Dataset entries:
++++++++++

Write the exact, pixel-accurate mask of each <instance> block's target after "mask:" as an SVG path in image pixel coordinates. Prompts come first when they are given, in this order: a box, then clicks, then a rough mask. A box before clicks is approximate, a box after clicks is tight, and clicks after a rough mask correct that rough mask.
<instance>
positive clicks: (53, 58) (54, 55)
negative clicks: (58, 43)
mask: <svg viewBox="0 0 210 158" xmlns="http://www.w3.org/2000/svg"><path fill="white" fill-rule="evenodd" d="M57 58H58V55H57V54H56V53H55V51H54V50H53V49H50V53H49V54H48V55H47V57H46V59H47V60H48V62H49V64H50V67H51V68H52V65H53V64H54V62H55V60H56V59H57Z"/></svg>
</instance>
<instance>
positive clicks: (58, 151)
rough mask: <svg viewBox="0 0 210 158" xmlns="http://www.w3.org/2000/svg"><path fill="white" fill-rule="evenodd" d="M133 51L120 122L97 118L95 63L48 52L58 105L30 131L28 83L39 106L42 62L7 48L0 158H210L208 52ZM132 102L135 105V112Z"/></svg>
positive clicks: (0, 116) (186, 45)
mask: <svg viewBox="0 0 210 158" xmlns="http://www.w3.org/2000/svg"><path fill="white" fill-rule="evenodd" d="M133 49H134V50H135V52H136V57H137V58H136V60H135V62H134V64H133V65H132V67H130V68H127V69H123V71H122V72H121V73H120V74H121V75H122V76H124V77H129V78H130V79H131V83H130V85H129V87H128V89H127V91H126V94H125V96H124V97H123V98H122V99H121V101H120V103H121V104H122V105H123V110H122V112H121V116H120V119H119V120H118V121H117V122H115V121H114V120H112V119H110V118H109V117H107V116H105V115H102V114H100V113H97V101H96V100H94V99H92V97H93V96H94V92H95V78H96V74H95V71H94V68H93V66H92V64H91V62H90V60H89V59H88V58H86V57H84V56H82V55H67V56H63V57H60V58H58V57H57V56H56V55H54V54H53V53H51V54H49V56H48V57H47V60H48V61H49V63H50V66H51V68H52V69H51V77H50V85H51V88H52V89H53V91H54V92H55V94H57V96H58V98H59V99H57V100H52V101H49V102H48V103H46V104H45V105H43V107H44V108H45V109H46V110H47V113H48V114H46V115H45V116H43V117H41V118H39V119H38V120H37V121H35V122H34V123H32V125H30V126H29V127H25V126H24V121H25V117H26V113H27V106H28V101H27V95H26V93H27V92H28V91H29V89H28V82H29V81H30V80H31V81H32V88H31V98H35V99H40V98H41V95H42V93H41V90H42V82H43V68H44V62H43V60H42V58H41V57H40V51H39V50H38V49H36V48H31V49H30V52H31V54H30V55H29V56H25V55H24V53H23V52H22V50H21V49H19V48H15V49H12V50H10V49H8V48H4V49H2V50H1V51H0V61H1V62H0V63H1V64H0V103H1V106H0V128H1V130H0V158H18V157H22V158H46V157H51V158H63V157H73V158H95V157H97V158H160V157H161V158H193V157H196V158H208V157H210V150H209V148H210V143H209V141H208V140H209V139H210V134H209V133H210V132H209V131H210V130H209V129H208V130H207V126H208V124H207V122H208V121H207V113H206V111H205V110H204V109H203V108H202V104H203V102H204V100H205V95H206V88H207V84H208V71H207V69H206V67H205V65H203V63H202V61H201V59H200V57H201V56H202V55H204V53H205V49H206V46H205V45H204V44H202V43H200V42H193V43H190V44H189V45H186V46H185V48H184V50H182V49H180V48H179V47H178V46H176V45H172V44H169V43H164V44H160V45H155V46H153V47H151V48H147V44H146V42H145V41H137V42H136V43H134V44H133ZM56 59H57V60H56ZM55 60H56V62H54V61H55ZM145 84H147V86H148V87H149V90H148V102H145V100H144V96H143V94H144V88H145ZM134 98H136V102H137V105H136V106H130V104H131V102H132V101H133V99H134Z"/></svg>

++++++++++

> TASK PROMPT:
Without leaving anything out, quote all the data.

> EXERCISE ANSWER:
Write the exact, pixel-accurate mask of each <instance> block's target after "mask:" as an SVG path in image pixel coordinates. Prompts come first when they are given, in this order: a box, then clicks, then a rough mask. A box before clicks is approximate, a box after clicks is tight, and clicks after a rough mask correct that rough mask.
<instance>
positive clicks: (53, 58) (54, 55)
negative clicks: (58, 43)
mask: <svg viewBox="0 0 210 158" xmlns="http://www.w3.org/2000/svg"><path fill="white" fill-rule="evenodd" d="M57 58H58V55H57V54H56V53H55V51H54V50H53V49H50V53H49V54H48V55H47V57H46V59H47V60H48V62H49V64H50V67H51V68H52V65H53V64H54V62H55V60H56V59H57Z"/></svg>
</instance>
<instance>
positive clicks: (58, 151)
rough mask: <svg viewBox="0 0 210 158" xmlns="http://www.w3.org/2000/svg"><path fill="white" fill-rule="evenodd" d="M133 51L120 122L97 118L95 63L48 52L58 105L30 131L28 83L39 106L42 62L7 48L0 158H210L208 52ZM132 102L135 105V112Z"/></svg>
positive clicks: (0, 116) (186, 45)
mask: <svg viewBox="0 0 210 158" xmlns="http://www.w3.org/2000/svg"><path fill="white" fill-rule="evenodd" d="M133 49H134V50H135V52H136V57H137V58H136V60H135V62H134V64H133V65H132V67H130V68H127V69H123V71H122V72H121V73H120V74H121V75H122V76H124V77H129V78H130V79H131V83H130V85H129V87H128V89H127V91H126V94H125V96H124V97H123V98H122V99H121V101H120V103H121V104H122V105H123V110H122V112H121V116H120V119H119V120H118V121H117V122H115V121H114V120H112V119H110V118H109V117H107V116H105V115H102V114H100V113H97V101H96V100H94V99H92V97H93V96H94V92H95V78H96V74H95V71H94V68H93V66H92V64H91V62H90V60H89V59H88V58H86V57H84V56H82V55H67V56H63V57H60V58H58V57H57V56H56V55H54V54H53V53H51V54H49V56H48V57H47V60H48V61H49V63H50V66H51V68H52V69H51V77H50V85H51V88H52V89H53V91H54V92H55V94H57V96H58V98H59V99H57V100H52V101H49V102H48V103H46V104H45V105H43V107H44V108H45V109H46V110H47V113H48V114H46V115H45V116H43V117H41V118H39V119H38V120H37V121H35V122H34V123H32V125H30V126H29V127H25V126H24V121H25V117H26V113H27V106H28V101H27V95H26V93H27V92H28V91H29V89H28V82H29V81H30V80H31V81H32V88H31V98H35V99H40V98H41V95H42V93H41V90H42V82H43V68H44V62H43V60H42V58H41V57H40V51H39V50H38V49H36V48H31V49H30V52H31V54H30V55H29V56H25V55H24V53H23V52H22V50H21V49H19V48H15V49H12V50H10V49H8V48H4V49H2V50H1V51H0V61H1V62H0V63H1V64H0V103H1V106H0V128H1V130H0V158H18V157H22V158H46V157H51V158H63V157H73V158H95V157H97V158H160V157H161V158H193V157H196V158H208V157H210V150H209V148H210V143H209V141H208V140H209V139H210V134H209V133H210V132H209V131H210V130H209V129H208V130H207V126H208V124H207V122H208V121H207V113H206V111H205V110H204V109H203V108H202V104H203V102H204V100H205V95H206V88H207V84H208V71H207V69H206V67H205V65H203V63H202V61H201V59H200V57H201V56H202V55H204V53H205V49H206V46H205V45H204V44H202V43H200V42H193V43H190V44H189V45H186V46H185V48H184V50H182V49H180V48H179V47H178V46H176V45H172V44H169V43H164V44H160V45H155V46H153V47H151V48H147V44H146V42H145V41H137V42H136V43H134V44H133ZM56 59H57V60H56ZM55 60H56V62H54V61H55ZM145 84H147V86H148V87H149V90H148V102H145V100H144V96H143V94H144V88H145ZM134 98H136V102H137V105H136V106H130V104H131V102H132V101H133V99H134Z"/></svg>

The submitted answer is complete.